[Text to read]
• • •

Looking into emu_internal, it actually adds different kinds of references. There is one particularly important piece in this function, default switch cases:

  switch ( op_type )
  {
...
    default:
      if ( op_type == O_IDPSPEC1 && insn->itype == 26 )
      {
...
        if ( get_switch_info(&Dst, v7) <= 0 )
        {
          v8 = insn&->ops[2].addr_union.addr;
          v9 = get_dword(insn&->ops[2].addr_union.addr) ^ 0x46544330;
          if ( v9 <= 0x80 )
          {
            LODWORD(v21) = insn&->ops[1].addr_union.addr;
            v10 = insn&->ops[0].reg_union.reg;
...
            set_switch_info(v11, &Dst);
            create_switch_table(insn&->ea, &Dst);
            create_switch_xrefs(insn&->ea, &Dst);
          }
        }
      }
      break;
  }

It makes clear that instruction with opcode 26 is switch.

Back to emu, next part:

  v5 = insn&->itype;
  if ( v5 == 3 )
  {
    *(_QWORD *)&a3.d0 = *(_QWORD *)&insn&->ops[1].n;
    a3.addresses.begin = *(_DWORD **)&insn&->ops[1].value_union.value;
    a3.addresses.length = *(_QWORD *)&insn&->ops[1].specval_union.specval;
    if ( BYTE1(a3.d0) == 2 )                    // O_MEM
    {
      mem_addr = (unsigned __int64)a3.addresses.begin >> 32;
    }
    else
    {
...
      v7 = get_possible_values(&a1, insn&, (op_t *)&a3, &values, 0);
      sub_1800036A0((__int64 **)&a1, &v22, *(_QWORD *)a1, (__int64)a1);
      operator delete(a1);
      if ( !v7 )

• • •

(Data records)
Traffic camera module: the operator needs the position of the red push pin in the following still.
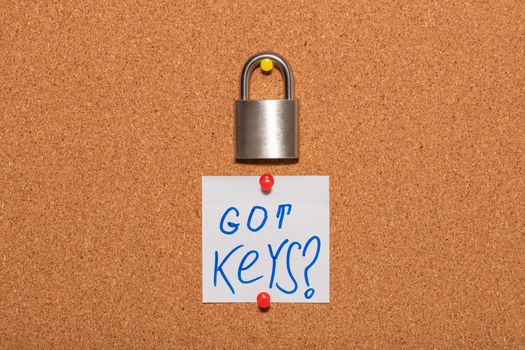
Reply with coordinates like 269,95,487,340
257,292,270,309
259,173,274,192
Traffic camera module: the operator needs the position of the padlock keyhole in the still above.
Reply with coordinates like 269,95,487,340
249,66,285,100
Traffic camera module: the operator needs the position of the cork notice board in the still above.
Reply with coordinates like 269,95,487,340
0,0,525,349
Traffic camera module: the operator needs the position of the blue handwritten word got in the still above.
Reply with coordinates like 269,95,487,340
216,204,292,235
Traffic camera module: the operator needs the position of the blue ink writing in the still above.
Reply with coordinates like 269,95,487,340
237,250,263,284
246,205,268,232
213,244,244,294
220,207,239,235
275,204,292,230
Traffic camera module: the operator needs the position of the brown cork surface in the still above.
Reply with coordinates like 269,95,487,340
0,0,525,349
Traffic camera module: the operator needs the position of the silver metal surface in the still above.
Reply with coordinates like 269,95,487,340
236,52,299,160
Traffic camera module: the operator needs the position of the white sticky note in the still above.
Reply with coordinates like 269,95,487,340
202,176,330,303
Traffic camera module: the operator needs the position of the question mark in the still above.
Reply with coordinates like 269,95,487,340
303,236,321,299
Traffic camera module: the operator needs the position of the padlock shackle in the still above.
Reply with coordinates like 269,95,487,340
241,52,293,100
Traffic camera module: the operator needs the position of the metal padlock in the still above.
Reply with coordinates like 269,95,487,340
235,52,299,160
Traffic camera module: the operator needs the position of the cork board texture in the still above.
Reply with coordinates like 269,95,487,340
0,0,525,349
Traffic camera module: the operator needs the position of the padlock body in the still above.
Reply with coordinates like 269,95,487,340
235,100,299,159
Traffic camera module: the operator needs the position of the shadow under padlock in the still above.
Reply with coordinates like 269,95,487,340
235,52,299,163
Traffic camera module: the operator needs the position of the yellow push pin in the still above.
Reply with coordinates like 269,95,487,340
261,58,273,72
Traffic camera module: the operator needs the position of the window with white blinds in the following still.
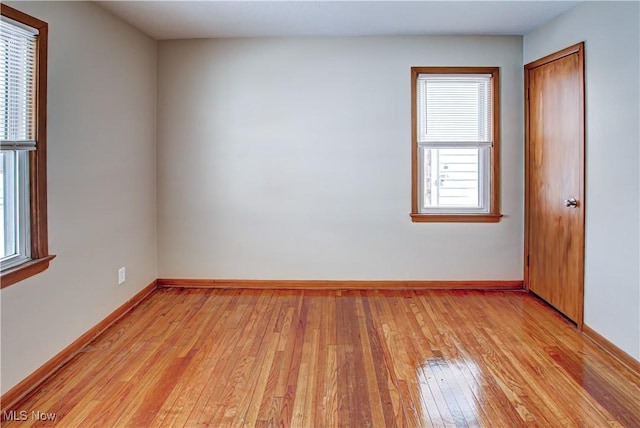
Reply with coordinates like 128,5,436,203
0,17,38,150
412,67,498,221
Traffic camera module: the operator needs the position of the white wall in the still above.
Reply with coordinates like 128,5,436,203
524,2,640,359
0,2,157,393
158,36,523,280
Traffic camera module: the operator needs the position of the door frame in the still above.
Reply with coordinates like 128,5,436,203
523,42,586,331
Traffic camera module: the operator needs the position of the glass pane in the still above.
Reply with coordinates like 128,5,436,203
0,151,17,258
422,148,482,208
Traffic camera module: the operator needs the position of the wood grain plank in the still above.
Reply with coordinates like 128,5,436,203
2,288,640,427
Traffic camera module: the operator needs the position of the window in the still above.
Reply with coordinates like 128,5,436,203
0,5,54,287
411,67,501,222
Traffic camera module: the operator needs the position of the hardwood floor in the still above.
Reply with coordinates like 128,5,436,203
2,289,640,428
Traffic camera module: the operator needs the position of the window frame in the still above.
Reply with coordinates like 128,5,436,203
0,5,55,288
410,67,502,223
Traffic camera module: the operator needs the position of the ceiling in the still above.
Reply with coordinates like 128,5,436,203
97,0,580,40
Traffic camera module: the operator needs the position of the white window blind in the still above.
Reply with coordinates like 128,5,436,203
416,73,493,213
0,17,38,150
417,74,492,146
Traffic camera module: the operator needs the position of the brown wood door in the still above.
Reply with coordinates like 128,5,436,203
525,43,584,328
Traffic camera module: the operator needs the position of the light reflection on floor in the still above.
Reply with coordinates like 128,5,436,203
417,358,481,427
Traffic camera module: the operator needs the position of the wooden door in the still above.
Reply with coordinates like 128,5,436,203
525,43,584,328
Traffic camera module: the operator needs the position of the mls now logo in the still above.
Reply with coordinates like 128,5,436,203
2,410,29,421
2,410,57,421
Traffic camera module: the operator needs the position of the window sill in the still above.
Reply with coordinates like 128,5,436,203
411,213,502,223
0,255,56,288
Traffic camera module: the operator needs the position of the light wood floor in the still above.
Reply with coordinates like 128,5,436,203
3,289,640,428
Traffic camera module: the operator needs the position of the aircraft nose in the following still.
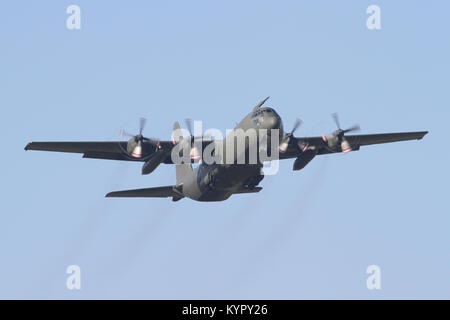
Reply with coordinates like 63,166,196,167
264,114,281,129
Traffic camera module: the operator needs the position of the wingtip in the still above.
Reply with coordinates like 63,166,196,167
417,131,428,140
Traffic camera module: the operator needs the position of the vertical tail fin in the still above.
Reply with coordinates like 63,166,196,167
173,121,192,185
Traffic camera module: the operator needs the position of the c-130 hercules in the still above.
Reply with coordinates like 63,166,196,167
25,97,428,201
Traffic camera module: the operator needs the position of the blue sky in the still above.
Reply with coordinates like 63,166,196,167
0,0,450,299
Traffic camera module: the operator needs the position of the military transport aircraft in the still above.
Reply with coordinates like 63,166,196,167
25,97,428,201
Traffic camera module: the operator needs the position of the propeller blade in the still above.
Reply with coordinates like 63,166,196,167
291,118,302,135
297,140,309,152
331,112,341,129
120,129,134,138
139,118,147,135
184,118,193,137
341,137,352,153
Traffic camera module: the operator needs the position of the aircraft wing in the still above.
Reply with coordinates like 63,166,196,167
105,186,180,198
25,141,173,161
280,131,428,159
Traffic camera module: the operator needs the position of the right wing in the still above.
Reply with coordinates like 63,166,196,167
105,186,180,198
280,131,428,159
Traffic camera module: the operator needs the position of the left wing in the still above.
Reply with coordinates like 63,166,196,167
25,141,173,161
280,131,428,159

• • •

[Stated goal 1] Extract from the text about emu_internal the passage starting with "switch ( op_type" and going on through "v9 <= 0x80 )".
[Stated goal 2] Put the data records, starting with the first line and going on through the line with "202,176,330,303", into a two-column CSV with the columns request and answer, one row per request, with each field quoted and line breaks replaced by spaces. Cover only these records and leave the pictures out.
The text about emu_internal and the data records are unrelated material.

[Finished answer 1]
switch ( op_type )
  {
...
    default:
      if ( op_type == O_IDPSPEC1 && insn->itype == 26 )
      {
...
        if ( get_switch_info(&Dst, v7) <= 0 )
        {
          v8 = insn&->ops[2].addr_union.addr;
          v9 = get_dword(insn&->ops[2].addr_union.addr) ^ 0x46544330;
          if ( v9 <= 0x80 )

[Finished answer 2]
request,answer
"Traffic camera module: the operator needs the position of the red push pin in the following still. Reply with coordinates like 269,95,487,340","257,292,270,309 259,173,274,192"
"Traffic camera module: the operator needs the position of the padlock keyhole in the still above. Reply with coordinates like 269,95,487,340","249,66,285,100"
"Traffic camera module: the operator needs the position of the cork notice board in the still above. Reply with coordinates like 269,95,487,340","0,0,525,349"
"Traffic camera module: the operator needs the position of the blue handwritten word got in the still above. Reply with coordinates like 269,95,487,340","216,204,292,235"
"Traffic camera module: the operator needs the position of the blue ink writing in the still above. Reply with coordinates like 269,95,487,340","237,250,263,284 246,205,268,232 213,244,244,294 220,207,239,235 275,204,292,230"
"Traffic camera module: the operator needs the position of the brown cork surface in the still above. Reply with coordinates like 269,95,487,340","0,0,525,349"
"Traffic camera module: the operator needs the position of the silver metal surface in the still above. Reply with coordinates like 269,95,487,340","236,52,299,160"
"Traffic camera module: the operator needs the position of the white sticky note in the still above. Reply with coordinates like 269,95,487,340","202,176,330,303"